GIVEN TASK | Copy the data from the line with "Task: put a single marker on each instance of the single" to the line with "[(285, 162)]", swapping "marker" for "dot" and leaving everything else the same.

··········

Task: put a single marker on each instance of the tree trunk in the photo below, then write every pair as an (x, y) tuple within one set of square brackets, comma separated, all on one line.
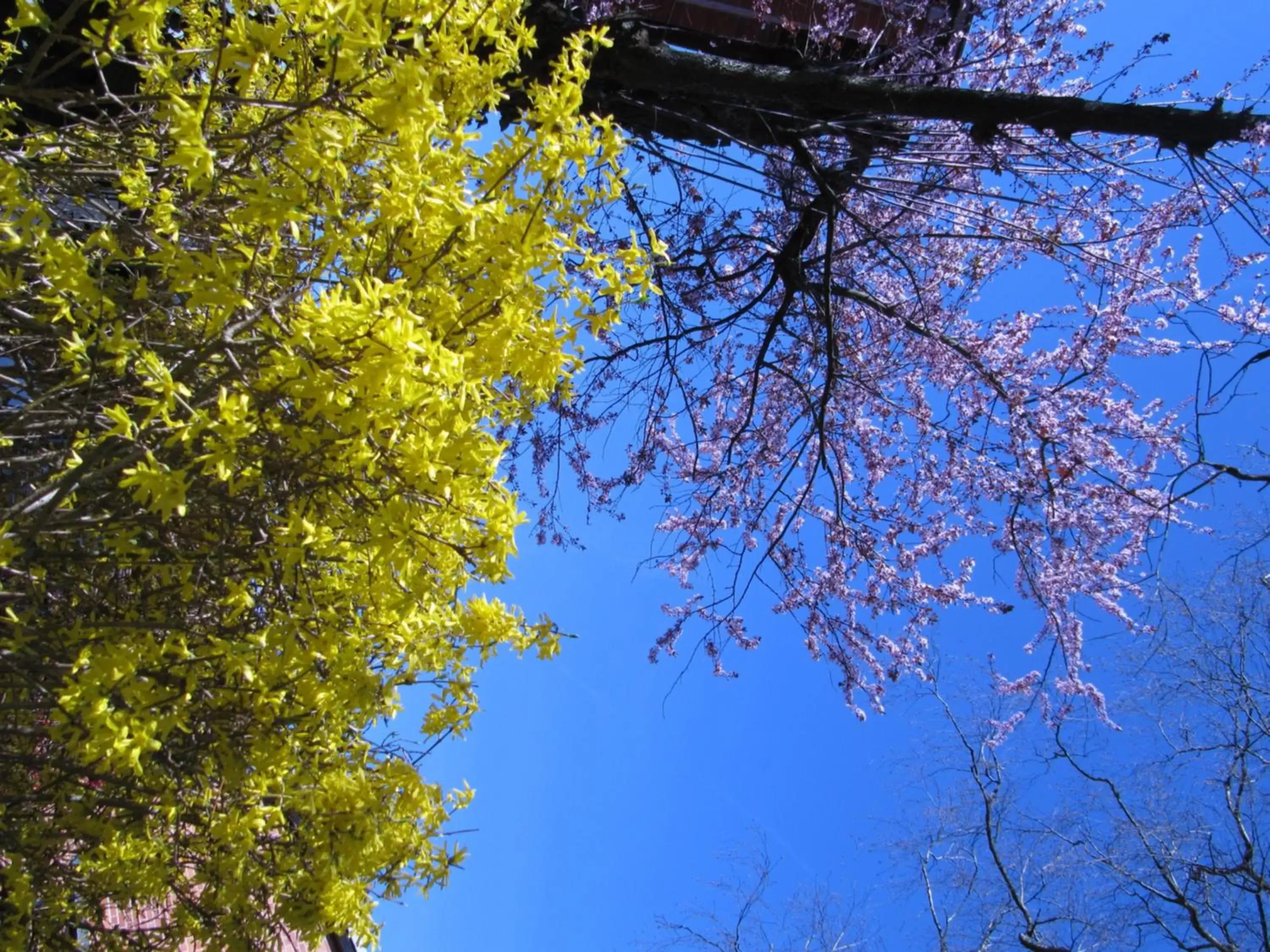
[(657, 89)]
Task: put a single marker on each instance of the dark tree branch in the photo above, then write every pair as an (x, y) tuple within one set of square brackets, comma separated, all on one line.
[(641, 80)]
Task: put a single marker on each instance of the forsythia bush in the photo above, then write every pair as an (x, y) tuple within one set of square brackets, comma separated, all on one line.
[(261, 314)]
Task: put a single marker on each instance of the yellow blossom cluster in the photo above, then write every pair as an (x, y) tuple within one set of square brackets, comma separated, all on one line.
[(261, 313)]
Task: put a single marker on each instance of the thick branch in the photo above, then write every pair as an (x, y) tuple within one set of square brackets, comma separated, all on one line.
[(666, 83)]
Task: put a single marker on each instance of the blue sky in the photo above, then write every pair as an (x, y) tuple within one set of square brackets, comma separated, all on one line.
[(607, 787)]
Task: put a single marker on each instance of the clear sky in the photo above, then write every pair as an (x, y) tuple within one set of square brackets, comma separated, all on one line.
[(606, 787)]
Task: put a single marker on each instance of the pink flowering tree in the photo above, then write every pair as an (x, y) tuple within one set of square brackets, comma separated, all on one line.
[(828, 410)]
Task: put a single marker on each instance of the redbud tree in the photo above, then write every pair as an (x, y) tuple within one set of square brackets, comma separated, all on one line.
[(830, 412)]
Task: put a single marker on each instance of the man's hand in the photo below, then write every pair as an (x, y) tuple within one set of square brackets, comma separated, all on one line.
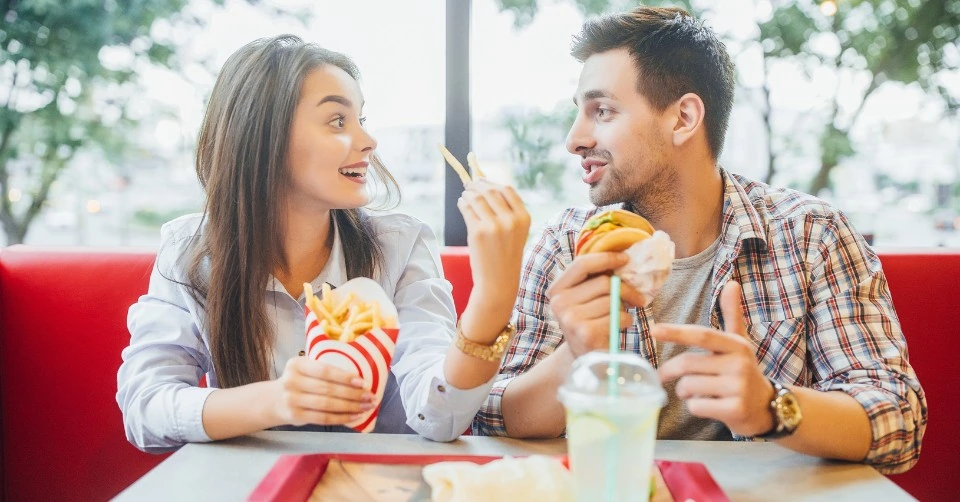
[(725, 384), (580, 301)]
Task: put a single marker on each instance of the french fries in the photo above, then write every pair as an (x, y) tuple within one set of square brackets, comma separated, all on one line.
[(458, 167), (345, 318)]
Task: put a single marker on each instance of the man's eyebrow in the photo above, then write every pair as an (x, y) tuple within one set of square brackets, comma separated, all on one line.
[(336, 99), (594, 94)]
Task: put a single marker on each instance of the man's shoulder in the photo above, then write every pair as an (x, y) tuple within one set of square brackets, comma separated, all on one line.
[(775, 204)]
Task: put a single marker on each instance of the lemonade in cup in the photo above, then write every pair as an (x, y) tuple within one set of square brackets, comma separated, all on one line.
[(611, 436)]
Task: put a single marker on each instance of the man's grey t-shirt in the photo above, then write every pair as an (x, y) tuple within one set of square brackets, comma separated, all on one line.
[(685, 299)]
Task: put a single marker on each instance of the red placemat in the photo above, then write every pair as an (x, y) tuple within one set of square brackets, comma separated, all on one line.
[(294, 477)]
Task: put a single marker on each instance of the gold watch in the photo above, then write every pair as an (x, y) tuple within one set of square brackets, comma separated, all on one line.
[(490, 353)]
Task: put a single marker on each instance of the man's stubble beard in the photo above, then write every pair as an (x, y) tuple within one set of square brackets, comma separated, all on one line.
[(651, 199)]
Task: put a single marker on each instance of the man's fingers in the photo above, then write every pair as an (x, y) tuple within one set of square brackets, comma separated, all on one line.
[(733, 321), (480, 204), (723, 409), (588, 265), (693, 386), (690, 363), (631, 296), (699, 336)]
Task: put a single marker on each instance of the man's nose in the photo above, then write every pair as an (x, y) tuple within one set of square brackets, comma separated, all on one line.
[(580, 137)]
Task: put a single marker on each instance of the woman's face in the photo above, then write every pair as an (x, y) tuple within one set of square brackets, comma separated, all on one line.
[(329, 150)]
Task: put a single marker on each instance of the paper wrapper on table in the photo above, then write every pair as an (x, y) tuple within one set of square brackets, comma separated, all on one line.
[(368, 355), (650, 263), (537, 477)]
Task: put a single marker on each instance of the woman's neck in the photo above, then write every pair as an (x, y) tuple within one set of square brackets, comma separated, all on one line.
[(307, 244)]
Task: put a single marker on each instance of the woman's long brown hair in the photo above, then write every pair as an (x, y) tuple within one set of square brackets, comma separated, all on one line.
[(242, 166)]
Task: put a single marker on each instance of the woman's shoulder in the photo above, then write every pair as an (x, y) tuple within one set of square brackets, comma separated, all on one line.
[(182, 227), (404, 224)]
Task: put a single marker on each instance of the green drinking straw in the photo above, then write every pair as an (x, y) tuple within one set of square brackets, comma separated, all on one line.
[(613, 390), (614, 372)]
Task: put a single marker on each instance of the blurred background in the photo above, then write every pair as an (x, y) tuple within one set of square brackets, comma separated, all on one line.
[(101, 101)]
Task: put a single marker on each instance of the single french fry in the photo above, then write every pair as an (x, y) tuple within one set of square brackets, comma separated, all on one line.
[(327, 296), (344, 305), (321, 312), (364, 315), (334, 330), (362, 327), (475, 166), (455, 164), (376, 316)]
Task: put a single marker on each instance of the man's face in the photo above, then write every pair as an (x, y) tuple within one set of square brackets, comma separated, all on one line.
[(622, 139)]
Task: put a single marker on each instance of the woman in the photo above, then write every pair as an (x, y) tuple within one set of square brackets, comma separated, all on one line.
[(285, 162)]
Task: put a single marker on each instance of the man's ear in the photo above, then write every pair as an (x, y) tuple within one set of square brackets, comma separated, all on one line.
[(689, 114)]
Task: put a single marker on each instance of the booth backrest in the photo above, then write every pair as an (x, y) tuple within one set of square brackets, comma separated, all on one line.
[(926, 293), (63, 325)]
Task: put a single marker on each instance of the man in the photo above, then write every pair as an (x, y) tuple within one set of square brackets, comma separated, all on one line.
[(776, 322)]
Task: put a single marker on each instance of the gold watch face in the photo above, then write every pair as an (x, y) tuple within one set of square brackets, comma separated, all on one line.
[(789, 411)]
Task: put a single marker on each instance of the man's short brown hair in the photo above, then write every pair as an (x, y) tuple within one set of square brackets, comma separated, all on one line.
[(674, 55)]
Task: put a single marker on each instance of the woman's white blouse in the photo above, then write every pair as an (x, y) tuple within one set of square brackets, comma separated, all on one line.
[(169, 350)]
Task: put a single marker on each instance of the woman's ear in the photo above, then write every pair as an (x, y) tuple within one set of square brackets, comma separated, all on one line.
[(689, 118)]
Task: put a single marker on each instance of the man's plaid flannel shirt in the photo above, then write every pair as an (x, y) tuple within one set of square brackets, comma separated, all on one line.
[(814, 295)]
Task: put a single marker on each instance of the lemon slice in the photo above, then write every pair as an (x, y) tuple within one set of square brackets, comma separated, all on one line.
[(586, 428)]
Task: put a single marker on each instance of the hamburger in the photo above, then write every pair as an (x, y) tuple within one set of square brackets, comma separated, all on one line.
[(612, 231)]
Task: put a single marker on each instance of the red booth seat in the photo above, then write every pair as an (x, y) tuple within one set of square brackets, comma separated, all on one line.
[(63, 325)]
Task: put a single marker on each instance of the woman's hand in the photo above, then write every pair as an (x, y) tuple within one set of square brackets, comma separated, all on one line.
[(315, 393), (497, 228)]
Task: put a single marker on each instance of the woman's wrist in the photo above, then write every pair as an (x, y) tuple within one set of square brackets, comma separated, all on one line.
[(482, 324)]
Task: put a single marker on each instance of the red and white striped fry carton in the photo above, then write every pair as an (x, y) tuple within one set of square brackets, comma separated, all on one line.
[(368, 355)]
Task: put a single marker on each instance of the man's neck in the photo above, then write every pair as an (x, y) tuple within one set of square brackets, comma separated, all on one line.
[(695, 223)]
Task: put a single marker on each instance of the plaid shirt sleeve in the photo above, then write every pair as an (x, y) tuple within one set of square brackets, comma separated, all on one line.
[(857, 345), (538, 333)]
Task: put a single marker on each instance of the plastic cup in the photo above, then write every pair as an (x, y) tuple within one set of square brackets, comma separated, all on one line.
[(611, 432)]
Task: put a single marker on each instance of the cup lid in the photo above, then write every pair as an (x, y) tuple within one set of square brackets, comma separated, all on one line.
[(589, 379)]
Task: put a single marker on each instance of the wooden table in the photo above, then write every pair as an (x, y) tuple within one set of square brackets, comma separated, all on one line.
[(229, 470)]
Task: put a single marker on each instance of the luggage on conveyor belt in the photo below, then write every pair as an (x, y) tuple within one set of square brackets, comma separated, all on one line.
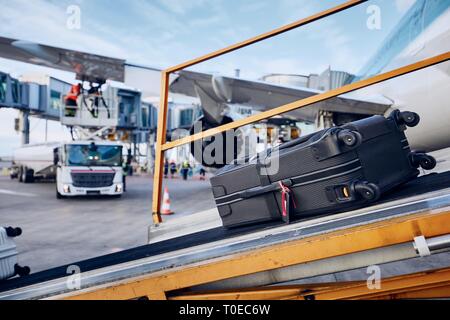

··········

RESPONSE |
Task: put a single dot on each instance of the single french fry in the photo above, then write every pair as an (x, y) tuple within one set of square brackets, comma separated, all on one line.
[(327, 296), (344, 305), (321, 312), (364, 315), (334, 330), (362, 327), (475, 166), (455, 164), (376, 316)]
Task: put a single dot on each instance of the man's face in the photo above, then write every pair as an (x, y) tuple within one set of square brackets, comma separated, all on one line.
[(622, 139)]
Task: put a single dot on each instance of the woman in the photo above, then write every pair as an (x, y) tuple within one set of square brackets, comma separated, all on one line.
[(285, 162)]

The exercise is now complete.